# [Written instruction]
Reproduce verbatim everything from the line containing "pixel 125 301." down to the end of the items, including both of those lines.

--- Start of Extracted material ---

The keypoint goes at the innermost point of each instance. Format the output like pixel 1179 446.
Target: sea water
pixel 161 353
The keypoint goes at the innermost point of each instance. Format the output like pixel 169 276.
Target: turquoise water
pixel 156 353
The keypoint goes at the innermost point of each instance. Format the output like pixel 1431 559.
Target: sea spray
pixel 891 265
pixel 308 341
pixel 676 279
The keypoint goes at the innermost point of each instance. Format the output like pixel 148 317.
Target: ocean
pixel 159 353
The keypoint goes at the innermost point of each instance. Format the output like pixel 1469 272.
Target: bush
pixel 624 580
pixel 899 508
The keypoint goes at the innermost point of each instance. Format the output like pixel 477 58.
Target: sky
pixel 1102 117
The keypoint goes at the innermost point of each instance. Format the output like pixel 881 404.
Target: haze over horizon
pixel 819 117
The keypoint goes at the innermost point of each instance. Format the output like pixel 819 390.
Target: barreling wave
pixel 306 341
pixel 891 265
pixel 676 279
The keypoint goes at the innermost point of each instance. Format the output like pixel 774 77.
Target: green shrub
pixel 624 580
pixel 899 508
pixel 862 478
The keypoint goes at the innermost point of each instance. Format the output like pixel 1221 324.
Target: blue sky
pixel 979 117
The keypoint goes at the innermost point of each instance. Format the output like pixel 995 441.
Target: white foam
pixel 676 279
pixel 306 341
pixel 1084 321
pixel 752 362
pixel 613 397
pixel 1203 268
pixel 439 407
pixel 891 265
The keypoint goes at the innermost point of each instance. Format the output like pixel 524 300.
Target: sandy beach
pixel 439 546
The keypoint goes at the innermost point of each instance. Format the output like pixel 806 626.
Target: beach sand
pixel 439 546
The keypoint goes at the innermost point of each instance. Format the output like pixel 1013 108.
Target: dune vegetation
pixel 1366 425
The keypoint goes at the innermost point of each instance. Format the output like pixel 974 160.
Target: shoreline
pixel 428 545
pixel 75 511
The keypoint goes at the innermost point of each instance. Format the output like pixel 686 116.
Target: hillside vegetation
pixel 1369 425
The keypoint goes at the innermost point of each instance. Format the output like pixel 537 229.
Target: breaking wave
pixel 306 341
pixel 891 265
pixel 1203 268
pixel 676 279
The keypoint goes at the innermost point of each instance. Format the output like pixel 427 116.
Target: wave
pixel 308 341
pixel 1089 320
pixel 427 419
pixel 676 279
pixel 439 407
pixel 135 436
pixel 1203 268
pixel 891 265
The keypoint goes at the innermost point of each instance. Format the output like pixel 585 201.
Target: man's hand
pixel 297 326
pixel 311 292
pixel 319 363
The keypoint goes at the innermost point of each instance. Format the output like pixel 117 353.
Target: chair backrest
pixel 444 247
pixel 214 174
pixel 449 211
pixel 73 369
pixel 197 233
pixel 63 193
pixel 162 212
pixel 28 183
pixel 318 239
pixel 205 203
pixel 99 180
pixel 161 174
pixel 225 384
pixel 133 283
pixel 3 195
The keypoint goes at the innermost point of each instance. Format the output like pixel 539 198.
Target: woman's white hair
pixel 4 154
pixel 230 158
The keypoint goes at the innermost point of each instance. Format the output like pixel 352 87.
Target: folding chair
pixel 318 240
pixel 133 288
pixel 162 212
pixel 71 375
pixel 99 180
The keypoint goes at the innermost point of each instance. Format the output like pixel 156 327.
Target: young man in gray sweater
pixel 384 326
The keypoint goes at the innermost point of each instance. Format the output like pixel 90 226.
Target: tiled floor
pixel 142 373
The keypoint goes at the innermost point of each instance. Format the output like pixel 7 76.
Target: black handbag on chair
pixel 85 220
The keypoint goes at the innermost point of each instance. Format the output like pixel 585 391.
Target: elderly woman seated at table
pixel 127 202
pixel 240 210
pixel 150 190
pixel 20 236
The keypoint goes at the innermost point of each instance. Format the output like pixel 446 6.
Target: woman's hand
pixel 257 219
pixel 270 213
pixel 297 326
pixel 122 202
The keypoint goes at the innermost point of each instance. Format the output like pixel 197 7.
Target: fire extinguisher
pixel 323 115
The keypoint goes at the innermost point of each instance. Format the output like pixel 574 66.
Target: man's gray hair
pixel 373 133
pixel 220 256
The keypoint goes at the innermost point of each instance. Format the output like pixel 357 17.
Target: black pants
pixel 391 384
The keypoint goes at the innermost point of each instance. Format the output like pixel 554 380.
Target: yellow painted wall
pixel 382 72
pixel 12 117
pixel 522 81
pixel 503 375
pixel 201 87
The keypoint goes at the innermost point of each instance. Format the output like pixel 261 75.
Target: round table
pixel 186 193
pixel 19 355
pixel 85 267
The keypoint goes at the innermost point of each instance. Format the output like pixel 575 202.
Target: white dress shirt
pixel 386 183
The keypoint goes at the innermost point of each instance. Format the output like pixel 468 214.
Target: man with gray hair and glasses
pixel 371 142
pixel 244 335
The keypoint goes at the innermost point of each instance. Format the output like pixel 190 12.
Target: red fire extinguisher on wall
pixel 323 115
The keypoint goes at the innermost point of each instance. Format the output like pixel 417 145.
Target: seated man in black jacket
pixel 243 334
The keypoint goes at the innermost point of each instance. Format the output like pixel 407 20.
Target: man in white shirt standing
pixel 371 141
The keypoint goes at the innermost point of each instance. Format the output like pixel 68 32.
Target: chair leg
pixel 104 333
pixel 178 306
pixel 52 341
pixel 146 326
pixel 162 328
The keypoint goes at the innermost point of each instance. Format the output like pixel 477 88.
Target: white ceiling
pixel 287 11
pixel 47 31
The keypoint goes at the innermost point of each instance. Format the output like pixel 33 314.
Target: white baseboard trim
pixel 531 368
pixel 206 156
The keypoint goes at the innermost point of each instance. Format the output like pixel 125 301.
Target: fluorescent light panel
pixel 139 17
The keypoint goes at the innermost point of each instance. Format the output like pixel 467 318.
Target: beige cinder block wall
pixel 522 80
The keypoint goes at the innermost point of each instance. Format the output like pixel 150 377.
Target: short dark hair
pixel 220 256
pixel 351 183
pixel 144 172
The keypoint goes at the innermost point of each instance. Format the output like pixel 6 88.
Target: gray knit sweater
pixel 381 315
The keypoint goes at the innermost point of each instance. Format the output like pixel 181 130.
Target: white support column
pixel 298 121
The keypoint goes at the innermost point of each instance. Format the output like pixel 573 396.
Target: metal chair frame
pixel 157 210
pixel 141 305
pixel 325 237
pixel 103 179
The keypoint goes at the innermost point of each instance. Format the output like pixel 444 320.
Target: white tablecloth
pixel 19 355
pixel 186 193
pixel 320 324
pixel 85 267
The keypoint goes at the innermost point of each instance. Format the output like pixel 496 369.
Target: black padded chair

--- End of Extracted material ---

# [Written answer]
The keypoint goes at the innermost point of each instance. Format the output like pixel 125 301.
Target: fluorescent light panel
pixel 139 17
The keypoint goes at the innermost point of each instance. Format the output like pixel 467 318.
Target: beige cinder block wall
pixel 522 80
The keypoint goes at the innermost point of each instance. Format the output like pixel 150 377.
Target: short dark hair
pixel 220 256
pixel 351 183
pixel 144 172
The keypoint goes at the innermost point of each instance. Format the output like pixel 6 88.
Target: gray knit sweater
pixel 381 315
The keypoint goes at the innermost point of each instance. Format the output like pixel 181 130.
Target: white support column
pixel 298 121
The keypoint goes at the innermost point of each instance. Format the output like pixel 573 396.
Target: metal chair frame
pixel 157 210
pixel 141 305
pixel 325 237
pixel 103 179
The keypoint goes at the innermost point of each instance. Format the output like pixel 444 320.
Target: white tablecloth
pixel 19 355
pixel 186 193
pixel 320 324
pixel 85 267
The keypoint goes at the innermost point of each instance. Format the output like pixel 496 369.
Target: black padded chair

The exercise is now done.